* [Problem to solve] Transcribe every line from the beginning of the records through the line containing "pixel 211 587", keeping each line unchanged.

========================

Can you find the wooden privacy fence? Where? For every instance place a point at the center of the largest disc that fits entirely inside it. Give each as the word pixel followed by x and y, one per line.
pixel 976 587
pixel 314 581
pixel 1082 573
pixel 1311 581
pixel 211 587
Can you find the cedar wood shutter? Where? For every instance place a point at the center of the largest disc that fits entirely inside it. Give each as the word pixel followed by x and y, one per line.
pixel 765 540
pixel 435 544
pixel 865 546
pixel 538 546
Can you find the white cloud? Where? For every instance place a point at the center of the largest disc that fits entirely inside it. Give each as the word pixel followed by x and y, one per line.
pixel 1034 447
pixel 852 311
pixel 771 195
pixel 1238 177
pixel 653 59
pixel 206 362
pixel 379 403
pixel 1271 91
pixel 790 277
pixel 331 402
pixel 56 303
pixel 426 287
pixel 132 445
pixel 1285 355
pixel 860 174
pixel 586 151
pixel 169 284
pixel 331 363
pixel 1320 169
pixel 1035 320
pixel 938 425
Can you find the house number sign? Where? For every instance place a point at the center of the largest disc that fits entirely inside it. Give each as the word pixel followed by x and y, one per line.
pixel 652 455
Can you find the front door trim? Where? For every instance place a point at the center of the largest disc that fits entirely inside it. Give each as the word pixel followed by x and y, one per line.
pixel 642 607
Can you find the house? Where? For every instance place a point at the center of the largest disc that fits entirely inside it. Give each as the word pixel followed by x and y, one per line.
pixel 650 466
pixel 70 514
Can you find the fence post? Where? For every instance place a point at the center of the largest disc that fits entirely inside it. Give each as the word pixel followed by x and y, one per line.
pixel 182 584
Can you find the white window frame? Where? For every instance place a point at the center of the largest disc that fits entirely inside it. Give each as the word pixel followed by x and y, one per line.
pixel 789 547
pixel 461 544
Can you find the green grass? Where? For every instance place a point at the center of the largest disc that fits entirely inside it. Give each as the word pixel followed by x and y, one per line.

========================

* [Exercise response]
Can you find the wooden privacy fence? Where? For every instance place a point at the center of the largest disc that fits entirely inside it. Give each as the word pixel followed by x and y, one per line.
pixel 976 587
pixel 314 581
pixel 1082 573
pixel 1311 581
pixel 211 587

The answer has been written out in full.